**Exercise instructions**
Using the records below, copy out exactly the line that contains "Target: shrub" and every line that follows it, up to and including the last, and no others.

**Entries shown**
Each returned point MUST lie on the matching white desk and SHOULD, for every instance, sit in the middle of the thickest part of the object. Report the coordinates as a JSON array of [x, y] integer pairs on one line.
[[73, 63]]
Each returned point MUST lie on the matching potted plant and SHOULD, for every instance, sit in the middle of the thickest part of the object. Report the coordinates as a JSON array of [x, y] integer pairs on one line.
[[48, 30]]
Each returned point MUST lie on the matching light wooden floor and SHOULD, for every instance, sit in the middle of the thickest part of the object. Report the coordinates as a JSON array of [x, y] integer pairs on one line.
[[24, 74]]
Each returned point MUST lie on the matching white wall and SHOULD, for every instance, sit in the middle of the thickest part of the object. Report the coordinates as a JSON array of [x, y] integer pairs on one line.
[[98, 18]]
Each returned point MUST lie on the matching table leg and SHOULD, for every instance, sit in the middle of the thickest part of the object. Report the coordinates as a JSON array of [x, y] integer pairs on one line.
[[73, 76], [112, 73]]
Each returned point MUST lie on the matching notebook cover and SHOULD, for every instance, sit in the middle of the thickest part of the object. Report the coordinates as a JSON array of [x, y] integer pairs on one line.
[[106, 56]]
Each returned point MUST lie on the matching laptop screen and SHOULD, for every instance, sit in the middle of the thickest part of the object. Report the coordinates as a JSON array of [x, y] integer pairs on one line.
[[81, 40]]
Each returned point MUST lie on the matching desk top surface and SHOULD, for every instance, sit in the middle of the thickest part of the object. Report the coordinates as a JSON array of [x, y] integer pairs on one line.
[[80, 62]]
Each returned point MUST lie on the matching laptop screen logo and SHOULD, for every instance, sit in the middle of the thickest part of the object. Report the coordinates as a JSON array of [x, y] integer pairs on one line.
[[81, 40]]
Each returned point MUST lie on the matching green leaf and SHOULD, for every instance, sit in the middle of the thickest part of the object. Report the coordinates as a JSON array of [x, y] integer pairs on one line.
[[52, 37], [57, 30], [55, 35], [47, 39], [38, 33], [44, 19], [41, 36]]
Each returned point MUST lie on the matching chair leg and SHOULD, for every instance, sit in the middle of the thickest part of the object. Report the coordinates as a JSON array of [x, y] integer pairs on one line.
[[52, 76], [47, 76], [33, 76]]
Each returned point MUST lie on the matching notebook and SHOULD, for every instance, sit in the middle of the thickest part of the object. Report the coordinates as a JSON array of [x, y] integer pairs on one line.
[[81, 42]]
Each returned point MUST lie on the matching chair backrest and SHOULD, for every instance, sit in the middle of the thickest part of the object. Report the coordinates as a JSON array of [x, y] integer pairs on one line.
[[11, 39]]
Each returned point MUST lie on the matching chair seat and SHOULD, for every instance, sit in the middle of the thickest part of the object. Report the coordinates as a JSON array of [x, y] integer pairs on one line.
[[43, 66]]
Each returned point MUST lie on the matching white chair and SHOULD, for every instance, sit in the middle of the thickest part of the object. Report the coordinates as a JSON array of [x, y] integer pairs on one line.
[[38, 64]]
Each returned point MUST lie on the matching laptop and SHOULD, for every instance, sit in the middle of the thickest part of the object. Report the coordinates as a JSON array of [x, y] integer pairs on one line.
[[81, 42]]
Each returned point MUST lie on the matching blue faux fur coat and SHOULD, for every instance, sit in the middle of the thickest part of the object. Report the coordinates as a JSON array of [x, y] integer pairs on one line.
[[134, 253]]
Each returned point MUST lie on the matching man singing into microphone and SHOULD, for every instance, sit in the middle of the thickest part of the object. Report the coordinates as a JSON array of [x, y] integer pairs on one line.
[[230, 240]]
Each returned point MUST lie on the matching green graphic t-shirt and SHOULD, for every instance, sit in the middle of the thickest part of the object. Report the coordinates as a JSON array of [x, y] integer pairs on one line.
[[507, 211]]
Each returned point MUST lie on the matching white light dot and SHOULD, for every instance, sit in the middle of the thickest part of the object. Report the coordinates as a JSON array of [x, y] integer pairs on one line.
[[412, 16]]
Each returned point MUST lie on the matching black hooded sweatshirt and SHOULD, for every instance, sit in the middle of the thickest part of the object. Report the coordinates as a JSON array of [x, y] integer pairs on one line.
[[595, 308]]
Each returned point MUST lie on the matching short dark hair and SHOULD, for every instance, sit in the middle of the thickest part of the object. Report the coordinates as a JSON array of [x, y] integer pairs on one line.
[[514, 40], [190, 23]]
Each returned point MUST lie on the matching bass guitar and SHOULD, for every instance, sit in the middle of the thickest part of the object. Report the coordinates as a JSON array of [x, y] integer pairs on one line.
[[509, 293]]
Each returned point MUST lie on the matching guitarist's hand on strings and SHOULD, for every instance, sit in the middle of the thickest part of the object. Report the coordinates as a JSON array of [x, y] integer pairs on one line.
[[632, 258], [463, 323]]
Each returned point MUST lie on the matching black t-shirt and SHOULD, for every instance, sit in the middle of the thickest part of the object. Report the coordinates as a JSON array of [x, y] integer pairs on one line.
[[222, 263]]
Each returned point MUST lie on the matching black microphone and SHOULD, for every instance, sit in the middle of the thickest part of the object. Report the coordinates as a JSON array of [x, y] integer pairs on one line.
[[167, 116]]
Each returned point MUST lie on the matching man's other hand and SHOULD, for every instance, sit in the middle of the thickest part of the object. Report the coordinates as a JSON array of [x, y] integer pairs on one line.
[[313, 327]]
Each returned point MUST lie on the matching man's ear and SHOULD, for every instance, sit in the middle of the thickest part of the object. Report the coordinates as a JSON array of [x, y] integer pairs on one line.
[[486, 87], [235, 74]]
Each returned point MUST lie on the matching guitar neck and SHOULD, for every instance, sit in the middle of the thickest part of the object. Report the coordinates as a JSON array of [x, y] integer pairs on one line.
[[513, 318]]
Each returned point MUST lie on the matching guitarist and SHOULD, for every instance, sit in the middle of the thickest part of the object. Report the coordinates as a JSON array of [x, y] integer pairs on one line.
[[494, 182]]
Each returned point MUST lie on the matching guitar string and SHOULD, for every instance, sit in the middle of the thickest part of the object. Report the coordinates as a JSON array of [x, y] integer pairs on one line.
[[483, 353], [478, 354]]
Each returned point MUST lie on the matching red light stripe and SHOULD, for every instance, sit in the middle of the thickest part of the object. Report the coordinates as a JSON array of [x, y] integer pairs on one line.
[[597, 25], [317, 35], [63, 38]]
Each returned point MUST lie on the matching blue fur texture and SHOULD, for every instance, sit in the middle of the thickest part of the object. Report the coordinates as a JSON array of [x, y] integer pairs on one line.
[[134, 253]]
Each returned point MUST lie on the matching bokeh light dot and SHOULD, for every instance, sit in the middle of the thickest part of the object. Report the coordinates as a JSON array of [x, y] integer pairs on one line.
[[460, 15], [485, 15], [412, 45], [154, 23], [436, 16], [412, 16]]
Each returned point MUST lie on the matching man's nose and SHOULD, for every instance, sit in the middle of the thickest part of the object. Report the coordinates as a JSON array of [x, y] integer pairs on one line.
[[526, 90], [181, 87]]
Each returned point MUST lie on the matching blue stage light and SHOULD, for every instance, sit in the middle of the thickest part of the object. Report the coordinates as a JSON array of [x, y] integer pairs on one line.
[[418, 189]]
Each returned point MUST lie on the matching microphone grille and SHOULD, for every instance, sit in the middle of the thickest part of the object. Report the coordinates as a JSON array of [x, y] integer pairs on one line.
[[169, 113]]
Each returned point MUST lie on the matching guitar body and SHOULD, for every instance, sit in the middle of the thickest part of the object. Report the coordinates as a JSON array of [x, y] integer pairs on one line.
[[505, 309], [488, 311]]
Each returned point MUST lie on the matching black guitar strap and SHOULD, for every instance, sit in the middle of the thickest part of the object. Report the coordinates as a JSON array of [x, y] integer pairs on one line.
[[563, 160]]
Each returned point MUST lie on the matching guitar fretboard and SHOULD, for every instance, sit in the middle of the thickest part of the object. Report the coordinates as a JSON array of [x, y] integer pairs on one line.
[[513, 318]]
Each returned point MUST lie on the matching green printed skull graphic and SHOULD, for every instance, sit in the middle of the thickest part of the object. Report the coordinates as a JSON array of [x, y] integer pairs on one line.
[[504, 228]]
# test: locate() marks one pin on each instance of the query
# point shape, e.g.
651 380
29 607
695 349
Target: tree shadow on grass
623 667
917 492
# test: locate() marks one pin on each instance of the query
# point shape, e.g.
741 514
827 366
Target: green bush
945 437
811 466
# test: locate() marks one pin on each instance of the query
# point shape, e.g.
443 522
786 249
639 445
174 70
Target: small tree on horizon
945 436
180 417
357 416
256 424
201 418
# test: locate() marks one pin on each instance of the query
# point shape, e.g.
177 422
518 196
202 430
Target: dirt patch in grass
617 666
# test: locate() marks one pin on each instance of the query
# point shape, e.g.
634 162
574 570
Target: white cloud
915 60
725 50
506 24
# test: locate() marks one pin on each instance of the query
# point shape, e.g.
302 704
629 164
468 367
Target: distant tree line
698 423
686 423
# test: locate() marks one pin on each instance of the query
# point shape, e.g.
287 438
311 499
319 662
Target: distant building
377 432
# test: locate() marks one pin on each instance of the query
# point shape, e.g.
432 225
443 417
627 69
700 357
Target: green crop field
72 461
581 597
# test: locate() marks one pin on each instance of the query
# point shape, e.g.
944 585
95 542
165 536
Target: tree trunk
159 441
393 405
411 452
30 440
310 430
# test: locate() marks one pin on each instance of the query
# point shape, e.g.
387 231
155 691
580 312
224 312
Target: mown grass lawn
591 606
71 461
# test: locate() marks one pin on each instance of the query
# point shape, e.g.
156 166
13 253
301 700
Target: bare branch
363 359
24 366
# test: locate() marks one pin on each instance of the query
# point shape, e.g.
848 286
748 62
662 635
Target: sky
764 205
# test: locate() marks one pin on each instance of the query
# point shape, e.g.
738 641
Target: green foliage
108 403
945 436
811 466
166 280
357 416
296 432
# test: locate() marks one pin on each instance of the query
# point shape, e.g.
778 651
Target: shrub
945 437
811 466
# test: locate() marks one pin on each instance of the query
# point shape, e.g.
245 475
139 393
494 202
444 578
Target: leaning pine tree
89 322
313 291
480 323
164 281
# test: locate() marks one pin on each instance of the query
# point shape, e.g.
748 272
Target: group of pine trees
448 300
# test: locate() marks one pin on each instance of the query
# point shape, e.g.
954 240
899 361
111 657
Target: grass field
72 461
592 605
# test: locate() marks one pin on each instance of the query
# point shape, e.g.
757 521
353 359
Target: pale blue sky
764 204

**Written answer**
Target: shrub
945 437
811 466
# test: locate() marks one pin on each instance of the query
# point shape, e.g.
245 475
139 393
494 202
444 578
Target: leaning pine tree
89 322
313 291
480 323
164 281
# test: locate() marks one pin on each instance of the query
# point shape, e.g.
748 272
Target: group of pine trees
448 300
# test: locate() marks one pin on each instance of the query
# point shape, e.g.
954 240
899 361
111 657
Target: grass field
72 461
592 605
# test: locate() marks one pin on each instance of the query
# point shape, e.g.
757 521
353 359
Target: pale blue sky
764 204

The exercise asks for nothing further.